Dataset rows showing where objects appear
-----

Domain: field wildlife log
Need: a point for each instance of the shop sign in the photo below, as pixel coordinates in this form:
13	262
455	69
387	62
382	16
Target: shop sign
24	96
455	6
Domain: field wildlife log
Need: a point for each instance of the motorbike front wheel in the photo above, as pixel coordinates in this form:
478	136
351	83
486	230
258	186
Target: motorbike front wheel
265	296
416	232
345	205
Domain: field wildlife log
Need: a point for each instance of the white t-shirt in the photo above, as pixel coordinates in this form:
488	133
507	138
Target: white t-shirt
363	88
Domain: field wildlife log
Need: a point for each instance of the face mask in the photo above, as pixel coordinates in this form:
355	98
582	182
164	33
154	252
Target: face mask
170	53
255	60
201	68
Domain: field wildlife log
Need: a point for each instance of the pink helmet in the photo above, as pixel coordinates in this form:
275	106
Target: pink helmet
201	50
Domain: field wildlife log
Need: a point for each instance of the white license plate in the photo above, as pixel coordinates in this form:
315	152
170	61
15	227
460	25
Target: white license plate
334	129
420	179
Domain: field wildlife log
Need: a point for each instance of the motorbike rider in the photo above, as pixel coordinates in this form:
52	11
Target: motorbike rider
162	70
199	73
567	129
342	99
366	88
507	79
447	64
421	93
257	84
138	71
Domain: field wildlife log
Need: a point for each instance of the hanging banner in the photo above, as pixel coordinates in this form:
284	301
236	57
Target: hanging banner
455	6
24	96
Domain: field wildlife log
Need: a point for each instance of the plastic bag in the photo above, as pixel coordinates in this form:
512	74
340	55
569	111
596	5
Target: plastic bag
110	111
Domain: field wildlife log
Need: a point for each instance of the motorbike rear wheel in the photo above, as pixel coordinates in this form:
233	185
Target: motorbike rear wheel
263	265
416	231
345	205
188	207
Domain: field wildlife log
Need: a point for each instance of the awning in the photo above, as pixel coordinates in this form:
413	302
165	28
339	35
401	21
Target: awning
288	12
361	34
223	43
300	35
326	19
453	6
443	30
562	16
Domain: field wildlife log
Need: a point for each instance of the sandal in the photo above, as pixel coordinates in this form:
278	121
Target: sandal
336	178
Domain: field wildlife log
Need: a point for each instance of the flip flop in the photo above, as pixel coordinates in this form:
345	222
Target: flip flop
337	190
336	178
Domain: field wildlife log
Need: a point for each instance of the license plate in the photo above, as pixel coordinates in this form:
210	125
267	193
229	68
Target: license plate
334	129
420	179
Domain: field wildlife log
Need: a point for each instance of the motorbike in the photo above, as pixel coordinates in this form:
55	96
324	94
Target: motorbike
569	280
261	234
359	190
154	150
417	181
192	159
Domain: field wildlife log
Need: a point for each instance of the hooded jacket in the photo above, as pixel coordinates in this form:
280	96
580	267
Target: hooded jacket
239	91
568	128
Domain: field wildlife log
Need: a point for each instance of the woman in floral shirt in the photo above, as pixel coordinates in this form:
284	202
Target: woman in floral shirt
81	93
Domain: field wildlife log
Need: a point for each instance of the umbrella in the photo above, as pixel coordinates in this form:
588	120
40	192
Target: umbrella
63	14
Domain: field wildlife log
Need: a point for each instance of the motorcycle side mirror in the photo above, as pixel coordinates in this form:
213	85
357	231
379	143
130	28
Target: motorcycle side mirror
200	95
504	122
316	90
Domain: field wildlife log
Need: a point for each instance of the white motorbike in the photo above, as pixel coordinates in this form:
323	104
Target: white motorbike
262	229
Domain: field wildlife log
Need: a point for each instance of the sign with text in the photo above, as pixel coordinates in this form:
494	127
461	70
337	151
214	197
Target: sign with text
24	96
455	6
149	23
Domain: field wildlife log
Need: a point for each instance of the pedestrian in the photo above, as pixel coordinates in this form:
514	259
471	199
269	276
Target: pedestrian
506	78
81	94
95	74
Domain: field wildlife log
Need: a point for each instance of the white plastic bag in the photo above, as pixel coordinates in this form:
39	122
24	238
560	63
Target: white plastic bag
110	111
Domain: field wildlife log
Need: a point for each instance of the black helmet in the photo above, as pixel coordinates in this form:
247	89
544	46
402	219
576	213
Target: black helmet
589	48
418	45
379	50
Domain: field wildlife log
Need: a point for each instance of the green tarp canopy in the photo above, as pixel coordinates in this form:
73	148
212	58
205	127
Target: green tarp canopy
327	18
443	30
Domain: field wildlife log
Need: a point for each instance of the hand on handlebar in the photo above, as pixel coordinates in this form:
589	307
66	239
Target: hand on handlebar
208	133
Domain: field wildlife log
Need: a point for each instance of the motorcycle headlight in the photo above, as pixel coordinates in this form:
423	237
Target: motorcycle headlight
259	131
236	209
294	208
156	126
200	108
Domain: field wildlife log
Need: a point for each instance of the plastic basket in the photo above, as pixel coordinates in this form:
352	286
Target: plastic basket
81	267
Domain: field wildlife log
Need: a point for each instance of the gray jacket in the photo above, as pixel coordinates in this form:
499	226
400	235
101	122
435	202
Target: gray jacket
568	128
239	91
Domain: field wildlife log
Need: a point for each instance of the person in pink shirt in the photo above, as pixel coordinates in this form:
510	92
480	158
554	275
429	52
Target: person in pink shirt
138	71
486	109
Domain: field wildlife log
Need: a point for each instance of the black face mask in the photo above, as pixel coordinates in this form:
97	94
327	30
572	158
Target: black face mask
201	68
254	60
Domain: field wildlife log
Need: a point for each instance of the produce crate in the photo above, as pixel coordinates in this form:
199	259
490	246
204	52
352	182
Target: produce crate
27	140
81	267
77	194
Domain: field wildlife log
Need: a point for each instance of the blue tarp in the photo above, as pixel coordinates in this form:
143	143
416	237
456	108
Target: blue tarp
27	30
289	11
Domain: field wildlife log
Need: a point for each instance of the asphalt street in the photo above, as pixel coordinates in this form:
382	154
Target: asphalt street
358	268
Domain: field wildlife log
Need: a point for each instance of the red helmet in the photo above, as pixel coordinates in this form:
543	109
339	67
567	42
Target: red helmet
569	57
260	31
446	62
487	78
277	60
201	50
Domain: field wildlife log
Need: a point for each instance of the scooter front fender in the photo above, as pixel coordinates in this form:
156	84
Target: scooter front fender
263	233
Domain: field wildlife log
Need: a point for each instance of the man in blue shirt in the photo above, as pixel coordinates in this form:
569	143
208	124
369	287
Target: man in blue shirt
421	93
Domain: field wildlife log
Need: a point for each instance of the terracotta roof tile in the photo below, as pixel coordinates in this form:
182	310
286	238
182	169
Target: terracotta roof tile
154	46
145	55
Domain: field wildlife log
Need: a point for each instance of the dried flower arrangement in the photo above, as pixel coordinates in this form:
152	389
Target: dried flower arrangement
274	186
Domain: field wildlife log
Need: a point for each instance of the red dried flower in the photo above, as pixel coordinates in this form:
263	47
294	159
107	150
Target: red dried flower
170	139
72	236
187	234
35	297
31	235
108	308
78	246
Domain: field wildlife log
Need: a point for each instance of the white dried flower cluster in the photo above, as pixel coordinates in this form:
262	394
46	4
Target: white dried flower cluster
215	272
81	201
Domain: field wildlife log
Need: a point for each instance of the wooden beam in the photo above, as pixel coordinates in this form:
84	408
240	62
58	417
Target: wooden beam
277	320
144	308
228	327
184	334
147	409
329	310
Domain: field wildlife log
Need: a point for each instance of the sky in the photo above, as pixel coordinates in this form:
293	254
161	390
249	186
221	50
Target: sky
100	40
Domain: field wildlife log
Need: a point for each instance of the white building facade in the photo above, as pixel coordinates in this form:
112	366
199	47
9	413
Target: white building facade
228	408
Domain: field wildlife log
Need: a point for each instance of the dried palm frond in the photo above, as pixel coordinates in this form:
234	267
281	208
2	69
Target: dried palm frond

-----

How many lines in the items above contain the string "frond"? Case counts, so reply with the number alone.

=== COMPLETE ANSWER ===
2